◆ **Written tasks**:
[1] List every word or phrase that the article on metrics sets in quotation marks.
[2] Print the part of the article on metrics between "In a similar" and "their problems quickly!", inclusive.

◆ **Selected text**:
==========
To celebrate our 20th year of business, Mytech is looking back on what we’ve learned over the past two decades.
Metrics are important for every organization to measure its success, but they can often hurt morale or productivity if done improperly. We asked Nate, our Co-Founder and VP of Business Development, to talk about how he and Mytech’s other founders learned to structure metrics that move the organization forward..
Every metric has unintended consequences.
They’re a necessary part of any organization: without them, you’d just be guessing at your organization’s success, and that can lead to making decisions with your gut instead of your data. But metrics often have a reputation as a necessary evil, or worse – an arbitrary number your team has to hit to avoid punishment. Some employees come from traumatic experiences where metrics were used like weapons, or evidence in a trial; others come from environments lacking in directions and clear expectations.
Like many businesses, Mytech originally implemented metrics to track our teams’ progress. We did our best to establish clear expectations that served to motivate instead of terrorize our team members. But just like many businesses on their first iteration of a new process, we didn’t craft our metrics carefully enough…and we didn’t realize the unintended behaviors those metrics would incentivize.
Metrics drive behavior
On our sales team, for example, we wanted to encourage consistent sales performance every quarter, so that’s what we structured for our sales rep metrics: a quarterly dollar amount in new business. Sometimes they couldn’t hit that metric, which was understandable: things happen, for both internal and external reasons. A single underperforming quarter shouldn’t be a death sentence, and we didn’t treat it like one.
But that missed quarterly goal often caused compounding problems. When a sales rep fell short for a quarter, their goals would “reset” for the next quarter. Instead of working to make up that lost ground, they would move on, and work towards hitting their individual quarterly metric instead of the organization’s annual goal.
In a similar vein, we also ran into issues with the service teams’ performance. The support techs’ roles were to solve IT problems for our clients, so that was one of their metrics: how many support tickets they managed to close in a given timeframe. Ideally, this would be a good indicator for the health of the team and the clients’ support experience, because if their support requests were getting closed out frequently, that meant we were solving their problems quickly!
But as time went on, we noticed that some tickets took far too long to be closed out. Something that should have been resolved within half an hour ultimately took three or four hours of work – creating an unacceptable disruption for the client! When we traced these ticket slowdowns back to the source, we found some support techs getting too invested in resolving individual tickets that were too advanced for their training level. They were hesitant to escalate it to another team member with more experience because they wanted to “get the close” – and that hesitancy meant big delays for our clients.
Align your individual metrics with your organizational goals
At first, these examples might have seemed like an employee making a bad-faith effort to achieve personal success at the expense of the team. But when we examined the situations, their behavior made sense. The sales reps had no reason to care about annual goals if they were only judged (and praised) based on quarterly performance. The support techs were judged based on how many tickets they closed – so escalating the ticket to someone with more experience meant “failing” to close it themselves. The metrics weren’t really as fair or encouraging as we wanted them to be.
Like I said, every metric has unintended consequences. We’d created these metrics that were supposed to align with both individual and organizational goals, but we fell short on matching them closely enough. Our team members were making an earnest effort, but our metrics were exerting a contradictory pressure on them, and pushing their work off course – even when they did everything right!
==========
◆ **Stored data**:
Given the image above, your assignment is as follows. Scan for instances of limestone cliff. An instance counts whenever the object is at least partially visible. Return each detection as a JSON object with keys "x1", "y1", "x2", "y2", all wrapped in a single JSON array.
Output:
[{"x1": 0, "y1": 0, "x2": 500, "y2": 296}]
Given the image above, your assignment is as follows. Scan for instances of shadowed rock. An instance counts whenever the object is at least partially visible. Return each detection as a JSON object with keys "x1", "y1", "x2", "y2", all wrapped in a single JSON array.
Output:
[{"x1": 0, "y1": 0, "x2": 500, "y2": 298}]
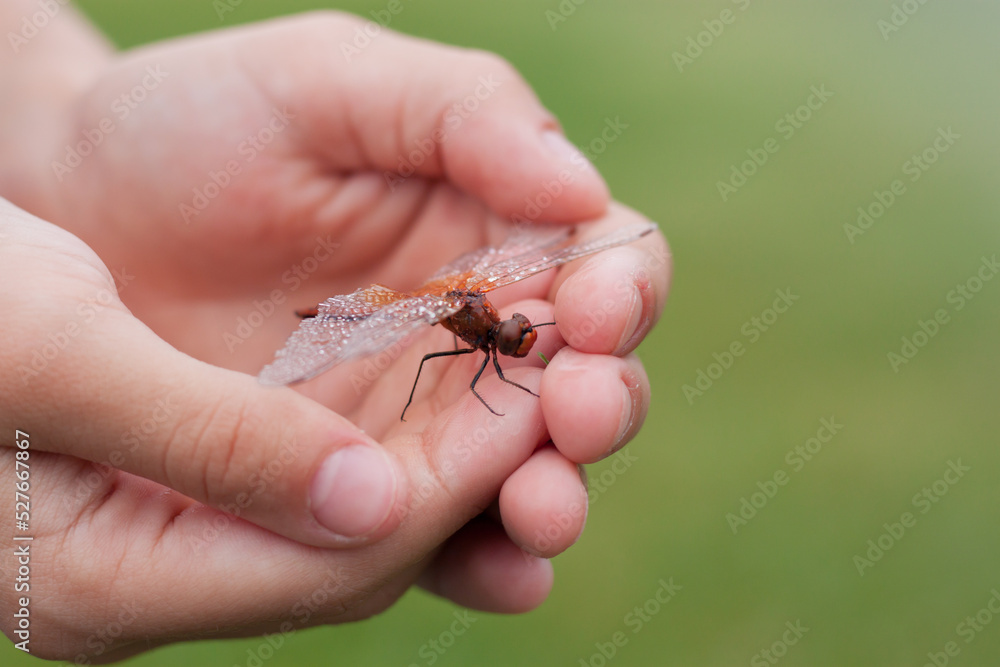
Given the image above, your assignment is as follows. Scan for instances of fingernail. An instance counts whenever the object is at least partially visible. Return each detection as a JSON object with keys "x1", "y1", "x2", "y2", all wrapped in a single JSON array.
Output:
[
  {"x1": 542, "y1": 130, "x2": 597, "y2": 173},
  {"x1": 309, "y1": 445, "x2": 396, "y2": 537}
]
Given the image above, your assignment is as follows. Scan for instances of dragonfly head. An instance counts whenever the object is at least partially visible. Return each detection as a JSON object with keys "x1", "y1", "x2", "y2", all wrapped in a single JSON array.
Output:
[{"x1": 496, "y1": 313, "x2": 538, "y2": 357}]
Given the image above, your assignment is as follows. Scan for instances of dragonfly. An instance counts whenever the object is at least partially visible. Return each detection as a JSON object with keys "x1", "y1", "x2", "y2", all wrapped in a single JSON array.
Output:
[{"x1": 258, "y1": 222, "x2": 657, "y2": 421}]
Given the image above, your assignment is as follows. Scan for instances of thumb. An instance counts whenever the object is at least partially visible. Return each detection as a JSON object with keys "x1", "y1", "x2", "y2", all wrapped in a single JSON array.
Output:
[{"x1": 0, "y1": 207, "x2": 408, "y2": 546}]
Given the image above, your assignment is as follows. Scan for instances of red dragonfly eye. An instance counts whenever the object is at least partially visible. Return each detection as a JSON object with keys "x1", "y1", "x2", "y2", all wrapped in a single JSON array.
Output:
[{"x1": 259, "y1": 222, "x2": 656, "y2": 419}]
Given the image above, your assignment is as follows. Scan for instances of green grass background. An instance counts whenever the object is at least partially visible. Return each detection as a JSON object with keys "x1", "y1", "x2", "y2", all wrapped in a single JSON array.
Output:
[{"x1": 7, "y1": 0, "x2": 1000, "y2": 667}]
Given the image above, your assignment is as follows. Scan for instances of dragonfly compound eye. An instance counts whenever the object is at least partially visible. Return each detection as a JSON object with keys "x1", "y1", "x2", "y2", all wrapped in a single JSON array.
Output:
[{"x1": 497, "y1": 313, "x2": 538, "y2": 357}]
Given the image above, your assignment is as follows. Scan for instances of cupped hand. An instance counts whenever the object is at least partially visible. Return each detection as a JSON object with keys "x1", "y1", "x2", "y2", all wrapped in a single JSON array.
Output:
[{"x1": 5, "y1": 14, "x2": 669, "y2": 655}]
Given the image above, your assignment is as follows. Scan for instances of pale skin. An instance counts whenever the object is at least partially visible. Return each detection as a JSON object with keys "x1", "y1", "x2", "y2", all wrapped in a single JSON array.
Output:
[{"x1": 0, "y1": 5, "x2": 670, "y2": 662}]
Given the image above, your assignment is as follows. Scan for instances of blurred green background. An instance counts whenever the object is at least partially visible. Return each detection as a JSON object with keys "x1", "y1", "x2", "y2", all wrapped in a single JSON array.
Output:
[{"x1": 7, "y1": 0, "x2": 1000, "y2": 667}]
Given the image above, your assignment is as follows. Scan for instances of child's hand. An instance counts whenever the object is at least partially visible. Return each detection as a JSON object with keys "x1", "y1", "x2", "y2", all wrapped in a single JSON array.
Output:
[{"x1": 0, "y1": 14, "x2": 669, "y2": 658}]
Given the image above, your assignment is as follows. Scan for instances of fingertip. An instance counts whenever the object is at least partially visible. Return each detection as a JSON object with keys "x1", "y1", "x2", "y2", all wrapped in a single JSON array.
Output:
[
  {"x1": 499, "y1": 446, "x2": 587, "y2": 558},
  {"x1": 540, "y1": 347, "x2": 649, "y2": 463},
  {"x1": 445, "y1": 113, "x2": 610, "y2": 222},
  {"x1": 420, "y1": 518, "x2": 554, "y2": 622}
]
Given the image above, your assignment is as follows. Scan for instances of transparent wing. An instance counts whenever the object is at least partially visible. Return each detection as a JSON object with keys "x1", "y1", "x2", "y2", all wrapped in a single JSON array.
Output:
[
  {"x1": 462, "y1": 222, "x2": 656, "y2": 292},
  {"x1": 258, "y1": 285, "x2": 463, "y2": 385}
]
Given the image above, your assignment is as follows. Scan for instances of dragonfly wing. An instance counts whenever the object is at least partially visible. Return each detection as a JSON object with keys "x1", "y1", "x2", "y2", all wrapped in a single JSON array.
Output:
[
  {"x1": 258, "y1": 285, "x2": 463, "y2": 385},
  {"x1": 466, "y1": 222, "x2": 656, "y2": 292}
]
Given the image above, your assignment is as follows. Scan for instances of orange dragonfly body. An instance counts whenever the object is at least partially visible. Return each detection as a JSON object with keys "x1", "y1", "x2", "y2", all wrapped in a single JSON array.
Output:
[{"x1": 259, "y1": 223, "x2": 656, "y2": 419}]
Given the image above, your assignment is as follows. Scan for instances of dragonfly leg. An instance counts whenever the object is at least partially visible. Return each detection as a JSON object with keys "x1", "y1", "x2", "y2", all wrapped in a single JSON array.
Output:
[
  {"x1": 469, "y1": 352, "x2": 504, "y2": 417},
  {"x1": 493, "y1": 349, "x2": 538, "y2": 397},
  {"x1": 399, "y1": 347, "x2": 474, "y2": 422}
]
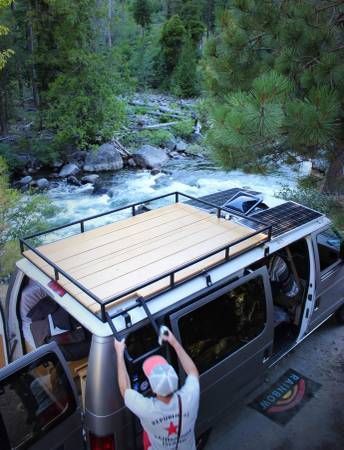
==========
◆ **Written answers**:
[1]
- reset
- get the close
- failing

[2]
In a similar vein, we also ran into issues with the service teams’ performance. The support techs’ roles were to solve IT problems for our clients, so that was one of their metrics: how many support tickets they managed to close in a given timeframe. Ideally, this would be a good indicator for the health of the team and the clients’ support experience, because if their support requests were getting closed out frequently, that meant we were solving their problems quickly!